> Excerpted text
•••
Food & Drink

The 11 Best Deals to Take Advantage of During Charlotte's Restaurant Week

Published On 01/23/2018
Heirloom

Heirloom

Mountain Island Lake

Heirloom chef and owner, Clark Barlowe is as known for his foraging as he is for the dishes he creates. Barlowe and team source the lion’s share of ingredients from North Carolina farmers and/or artisan producers. Three courses for $35 include dishes such as Bermuda fish chowder made with North Carolina golden tilefish, pork Milanese with beet and sweet potato gnocchi, and duck fat funnel cake with mixed berry sauce for dessert. And since you could easily rack up a $100+ bill here, this deal is not to be overlooked. 

Carpe Diem

Elizabeth

Carpe Diem is a Charlotte staple, and if you haven’t eaten there yet this is your chance. Open since 1989, there is a reason Carpe Diem has succeeded while many Charlotte restaurants have folded, and for many, that reason is the fried chicken. For $35, diners can get a three-course experience including salad, entrée (including the aforementioned fried chicken, which is normally $21 alone), and a dessert. In addition to the fried chicken, the menu also includes their signature warm goat cheese salad, and the herb-braised pork chop.
•••
> Dataset entries
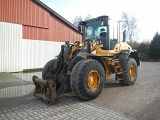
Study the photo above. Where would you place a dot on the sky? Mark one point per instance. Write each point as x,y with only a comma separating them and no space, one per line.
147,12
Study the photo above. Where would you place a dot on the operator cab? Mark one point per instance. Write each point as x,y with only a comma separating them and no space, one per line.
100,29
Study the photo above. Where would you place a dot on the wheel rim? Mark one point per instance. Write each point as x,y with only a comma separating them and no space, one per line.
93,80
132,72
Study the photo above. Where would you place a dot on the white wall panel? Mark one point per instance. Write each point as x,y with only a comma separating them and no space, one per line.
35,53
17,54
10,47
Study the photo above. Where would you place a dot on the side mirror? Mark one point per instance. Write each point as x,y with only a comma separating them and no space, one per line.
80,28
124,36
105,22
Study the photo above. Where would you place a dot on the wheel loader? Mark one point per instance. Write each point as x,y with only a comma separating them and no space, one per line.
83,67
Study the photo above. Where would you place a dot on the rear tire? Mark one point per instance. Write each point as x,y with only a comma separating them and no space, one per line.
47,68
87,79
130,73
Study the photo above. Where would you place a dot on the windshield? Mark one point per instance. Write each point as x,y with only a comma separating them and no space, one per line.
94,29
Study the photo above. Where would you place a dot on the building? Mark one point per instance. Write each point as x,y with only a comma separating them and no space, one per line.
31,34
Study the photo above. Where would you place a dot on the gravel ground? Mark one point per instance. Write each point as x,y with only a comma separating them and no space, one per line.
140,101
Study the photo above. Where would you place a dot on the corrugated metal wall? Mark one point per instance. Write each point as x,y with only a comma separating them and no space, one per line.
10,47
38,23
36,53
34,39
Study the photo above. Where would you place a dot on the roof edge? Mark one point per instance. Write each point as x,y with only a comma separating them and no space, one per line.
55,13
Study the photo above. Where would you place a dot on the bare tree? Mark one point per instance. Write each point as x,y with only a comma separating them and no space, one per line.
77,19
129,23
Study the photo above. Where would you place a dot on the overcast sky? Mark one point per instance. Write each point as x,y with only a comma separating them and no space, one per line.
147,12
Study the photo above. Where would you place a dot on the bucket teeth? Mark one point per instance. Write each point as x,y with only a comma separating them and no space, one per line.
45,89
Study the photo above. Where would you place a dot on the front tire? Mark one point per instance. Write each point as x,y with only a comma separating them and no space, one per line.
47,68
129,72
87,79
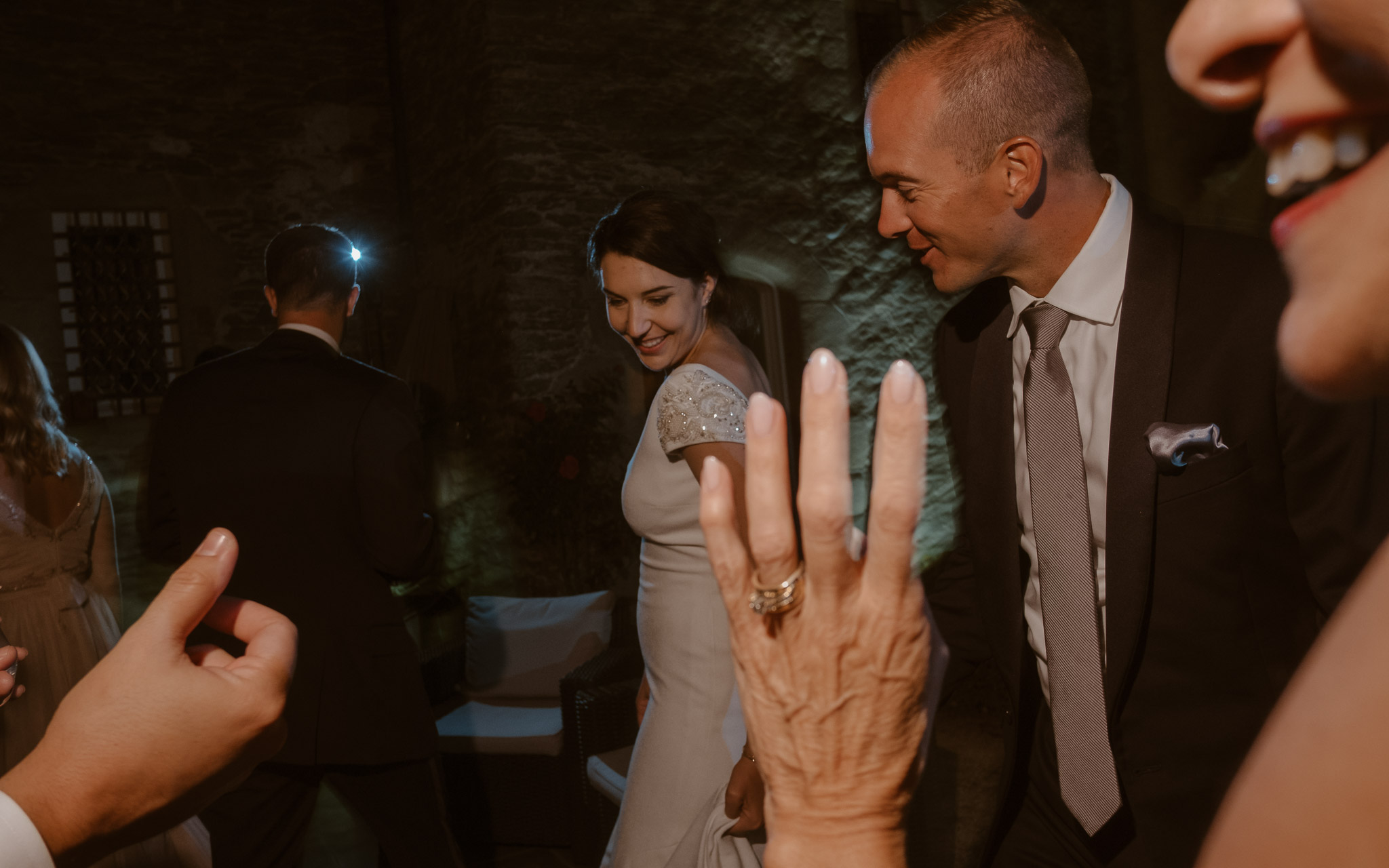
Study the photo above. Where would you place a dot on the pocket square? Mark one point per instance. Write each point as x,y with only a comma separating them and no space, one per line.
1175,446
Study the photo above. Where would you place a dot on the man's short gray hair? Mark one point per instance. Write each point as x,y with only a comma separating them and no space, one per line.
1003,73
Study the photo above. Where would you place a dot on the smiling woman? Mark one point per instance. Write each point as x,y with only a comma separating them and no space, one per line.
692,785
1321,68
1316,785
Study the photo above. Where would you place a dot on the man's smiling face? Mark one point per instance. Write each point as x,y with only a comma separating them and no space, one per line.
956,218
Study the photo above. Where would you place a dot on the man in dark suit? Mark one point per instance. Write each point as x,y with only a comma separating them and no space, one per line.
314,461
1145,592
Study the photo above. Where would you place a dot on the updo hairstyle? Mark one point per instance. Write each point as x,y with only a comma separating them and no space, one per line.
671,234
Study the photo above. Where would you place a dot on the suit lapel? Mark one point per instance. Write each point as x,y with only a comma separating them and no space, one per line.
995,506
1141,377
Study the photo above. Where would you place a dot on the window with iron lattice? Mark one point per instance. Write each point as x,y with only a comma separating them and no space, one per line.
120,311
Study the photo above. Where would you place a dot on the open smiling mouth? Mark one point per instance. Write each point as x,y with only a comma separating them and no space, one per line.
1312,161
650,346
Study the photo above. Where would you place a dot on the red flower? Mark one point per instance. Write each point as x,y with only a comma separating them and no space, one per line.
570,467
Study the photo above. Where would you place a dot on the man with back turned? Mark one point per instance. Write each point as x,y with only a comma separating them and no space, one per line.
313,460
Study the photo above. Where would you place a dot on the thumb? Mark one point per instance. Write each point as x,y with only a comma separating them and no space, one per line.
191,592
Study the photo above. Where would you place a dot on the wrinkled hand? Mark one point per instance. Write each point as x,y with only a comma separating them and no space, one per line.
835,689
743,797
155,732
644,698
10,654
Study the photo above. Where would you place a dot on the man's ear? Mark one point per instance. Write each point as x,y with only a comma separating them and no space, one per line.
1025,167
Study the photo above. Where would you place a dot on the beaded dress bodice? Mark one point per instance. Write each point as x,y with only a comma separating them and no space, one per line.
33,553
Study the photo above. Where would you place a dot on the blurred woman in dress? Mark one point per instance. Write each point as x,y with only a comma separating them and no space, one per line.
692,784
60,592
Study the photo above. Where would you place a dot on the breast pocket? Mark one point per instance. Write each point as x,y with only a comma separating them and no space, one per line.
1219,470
•••
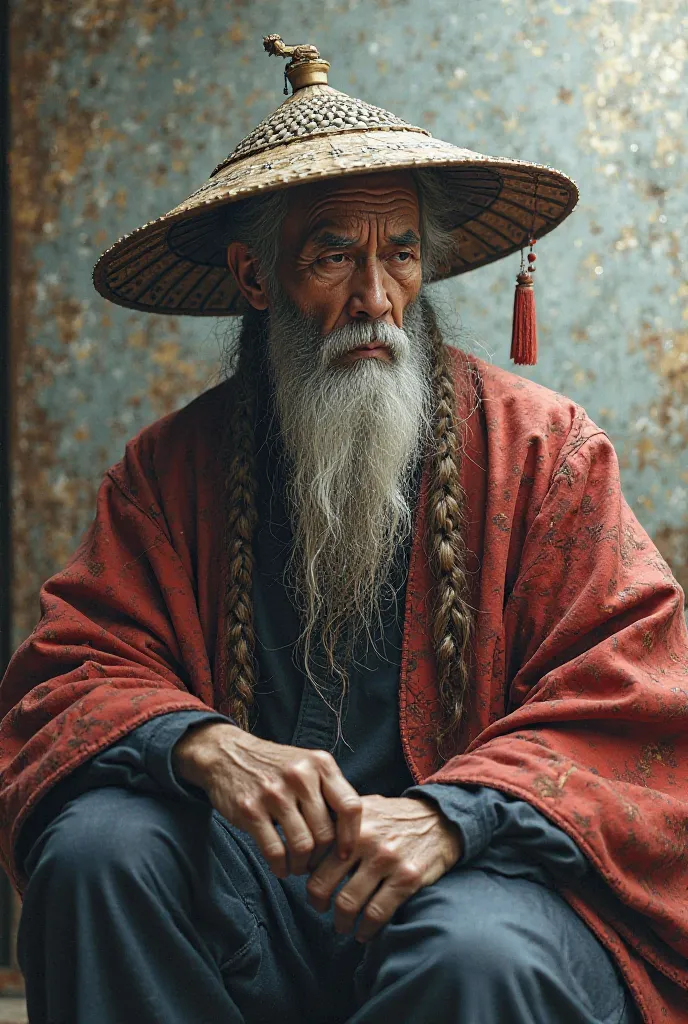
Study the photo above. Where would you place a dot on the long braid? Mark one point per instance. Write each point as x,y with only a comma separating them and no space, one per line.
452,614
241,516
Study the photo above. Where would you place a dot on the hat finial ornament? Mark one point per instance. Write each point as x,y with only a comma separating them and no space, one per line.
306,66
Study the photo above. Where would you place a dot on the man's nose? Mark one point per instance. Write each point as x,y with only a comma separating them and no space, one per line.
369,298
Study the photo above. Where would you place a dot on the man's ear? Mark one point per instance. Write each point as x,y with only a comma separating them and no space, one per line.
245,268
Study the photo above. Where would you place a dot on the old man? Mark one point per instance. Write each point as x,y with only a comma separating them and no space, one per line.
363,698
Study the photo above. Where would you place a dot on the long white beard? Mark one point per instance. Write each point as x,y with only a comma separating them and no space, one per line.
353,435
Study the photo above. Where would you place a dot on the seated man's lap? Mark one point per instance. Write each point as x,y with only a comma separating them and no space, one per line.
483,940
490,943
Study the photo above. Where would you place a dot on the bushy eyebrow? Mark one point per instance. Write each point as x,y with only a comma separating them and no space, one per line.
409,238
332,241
•••
> Requests
1) Transcribe part of the Charlotte Restaurant Week article, starting at the words "Carpe Diem is" and stopping after "herb-braised pork chop.".
2) According to the Charlotte Restaurant Week article, in what year did Carpe Diem open?
The entries are independent material and are unrelated to the Charlotte Restaurant Week article.

> Solutions per task
1)
Carpe Diem is a Charlotte staple, and if you haven’t eaten there yet this is your chance. Open since 1989, there is a reason Carpe Diem has succeeded while many Charlotte restaurants have folded, and for many, that reason is the fried chicken. For $35, diners can get a three-course experience including salad, entrée (including the aforementioned fried chicken, which is normally $21 alone), and a dessert. In addition to the fried chicken, the menu also includes their signature warm goat cheese salad, and the herb-braised pork chop.

2) 1989